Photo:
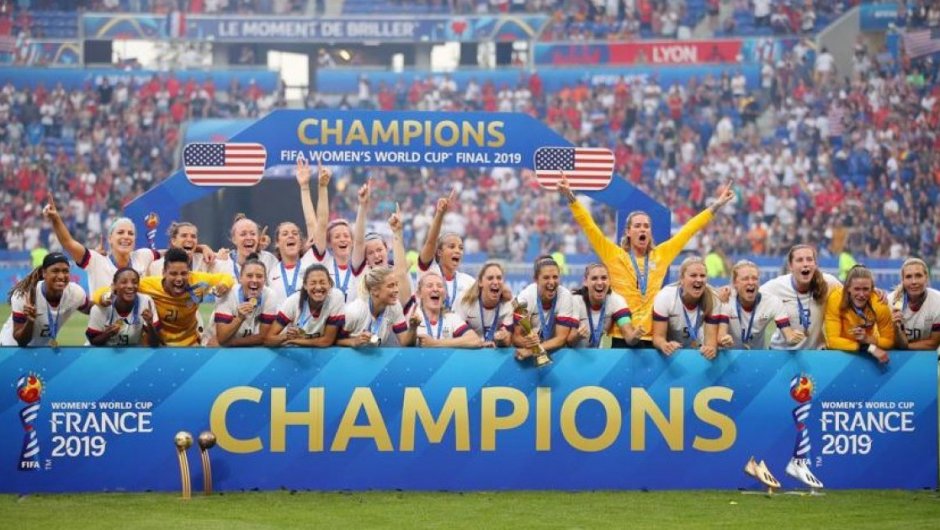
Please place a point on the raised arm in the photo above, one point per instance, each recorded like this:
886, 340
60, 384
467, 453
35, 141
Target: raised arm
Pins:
671, 248
399, 254
359, 230
323, 207
430, 243
303, 180
74, 248
604, 248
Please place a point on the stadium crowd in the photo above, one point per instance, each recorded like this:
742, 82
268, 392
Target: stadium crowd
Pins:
832, 155
815, 155
99, 147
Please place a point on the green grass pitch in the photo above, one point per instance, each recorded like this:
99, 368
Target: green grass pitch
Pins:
691, 509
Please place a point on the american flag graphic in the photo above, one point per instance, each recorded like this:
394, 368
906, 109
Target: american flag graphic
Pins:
587, 168
224, 164
922, 42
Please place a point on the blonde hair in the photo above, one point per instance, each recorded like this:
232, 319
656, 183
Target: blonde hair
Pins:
473, 293
817, 284
743, 264
625, 239
857, 272
707, 302
176, 226
424, 277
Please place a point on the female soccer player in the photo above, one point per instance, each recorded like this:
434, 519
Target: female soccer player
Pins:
312, 316
334, 244
284, 278
483, 309
131, 318
41, 304
185, 235
638, 265
243, 316
750, 312
443, 254
599, 310
437, 327
177, 295
687, 314
553, 304
370, 321
101, 269
915, 308
803, 292
247, 239
856, 319
375, 248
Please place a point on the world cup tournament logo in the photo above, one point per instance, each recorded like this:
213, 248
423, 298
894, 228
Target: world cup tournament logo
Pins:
801, 390
29, 390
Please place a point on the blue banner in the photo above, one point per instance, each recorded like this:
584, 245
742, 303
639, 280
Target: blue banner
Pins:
79, 79
877, 17
214, 129
94, 420
506, 28
395, 139
346, 80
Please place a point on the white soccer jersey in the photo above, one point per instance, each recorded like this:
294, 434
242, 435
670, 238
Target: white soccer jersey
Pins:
686, 324
602, 318
226, 309
813, 314
485, 322
313, 324
285, 281
132, 328
449, 327
101, 269
454, 288
747, 327
346, 279
919, 325
359, 319
232, 268
199, 265
49, 320
562, 313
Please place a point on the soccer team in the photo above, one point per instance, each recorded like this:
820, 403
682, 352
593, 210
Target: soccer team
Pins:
339, 287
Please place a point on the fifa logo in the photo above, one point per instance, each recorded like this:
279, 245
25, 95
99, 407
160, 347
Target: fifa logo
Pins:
29, 390
801, 390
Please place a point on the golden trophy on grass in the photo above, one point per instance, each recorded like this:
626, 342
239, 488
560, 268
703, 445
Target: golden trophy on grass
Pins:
521, 312
184, 441
206, 442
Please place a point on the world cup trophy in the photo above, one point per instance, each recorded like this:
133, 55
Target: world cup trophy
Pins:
801, 390
29, 390
184, 441
524, 317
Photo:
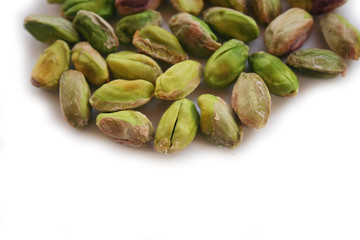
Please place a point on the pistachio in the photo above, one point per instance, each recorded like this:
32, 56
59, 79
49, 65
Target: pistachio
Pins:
226, 64
96, 31
48, 29
104, 8
278, 77
288, 31
317, 6
122, 94
131, 66
159, 43
177, 127
231, 24
266, 10
341, 36
239, 5
127, 127
74, 98
317, 60
89, 61
193, 7
126, 7
128, 25
194, 34
179, 80
218, 122
251, 100
51, 64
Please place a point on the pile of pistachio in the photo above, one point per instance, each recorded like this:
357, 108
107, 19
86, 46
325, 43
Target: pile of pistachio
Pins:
83, 39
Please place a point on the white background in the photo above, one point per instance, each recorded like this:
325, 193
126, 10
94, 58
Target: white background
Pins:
297, 178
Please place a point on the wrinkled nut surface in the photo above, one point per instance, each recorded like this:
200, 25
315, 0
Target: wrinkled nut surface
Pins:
341, 36
48, 29
129, 65
317, 6
251, 100
288, 32
193, 7
194, 34
128, 7
127, 127
231, 24
218, 122
266, 10
239, 5
179, 80
278, 77
50, 65
177, 127
159, 43
90, 62
317, 60
121, 95
104, 8
226, 64
96, 31
74, 95
128, 25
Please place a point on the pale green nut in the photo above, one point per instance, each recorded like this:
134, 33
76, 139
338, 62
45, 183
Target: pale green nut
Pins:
177, 127
50, 66
97, 31
159, 43
104, 8
341, 36
239, 5
48, 29
90, 62
193, 7
218, 122
288, 31
226, 64
126, 127
194, 34
127, 26
317, 60
266, 10
74, 95
278, 77
251, 100
231, 23
179, 80
129, 65
122, 95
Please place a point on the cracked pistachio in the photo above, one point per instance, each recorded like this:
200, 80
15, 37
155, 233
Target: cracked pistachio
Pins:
159, 43
127, 127
50, 65
177, 127
194, 34
97, 31
218, 121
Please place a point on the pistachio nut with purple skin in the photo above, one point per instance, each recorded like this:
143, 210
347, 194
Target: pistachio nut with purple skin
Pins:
=-=-=
_What is being asked_
Beginning at the line that holds "Target: wrinkled nut surface", reproduce each line of the records above down to and including the last one.

_Response area_
Target: wrinkled nut surface
Pins:
341, 36
48, 29
129, 65
317, 6
251, 100
288, 32
193, 7
194, 34
128, 7
127, 127
231, 24
218, 122
266, 10
239, 5
179, 80
278, 77
50, 65
177, 127
159, 43
90, 62
317, 60
121, 95
104, 8
226, 64
96, 31
74, 95
128, 25
Please place a point on the pale green nut in the photo above, one point per instance, each recorded like this:
134, 33
76, 139
338, 62
45, 183
Target: pale green nut
Pins:
177, 127
50, 66
97, 31
159, 43
104, 8
341, 36
239, 5
48, 29
90, 62
193, 7
218, 122
288, 31
226, 64
126, 127
194, 34
127, 26
317, 60
266, 10
74, 95
278, 77
251, 100
231, 23
179, 80
129, 65
122, 95
Please place a point on the cracked pistachio in the photo above, one point per instance, each recorded like this:
200, 80
15, 37
155, 233
Target: cracked pistachio
Pins:
159, 43
127, 127
50, 65
177, 127
194, 34
97, 31
218, 121
Please place a point on the pistachio nut with purple skin in the photo above, one point per instance, each recorded like this:
143, 210
347, 194
Target: pistachio nut with purple skin
Pins:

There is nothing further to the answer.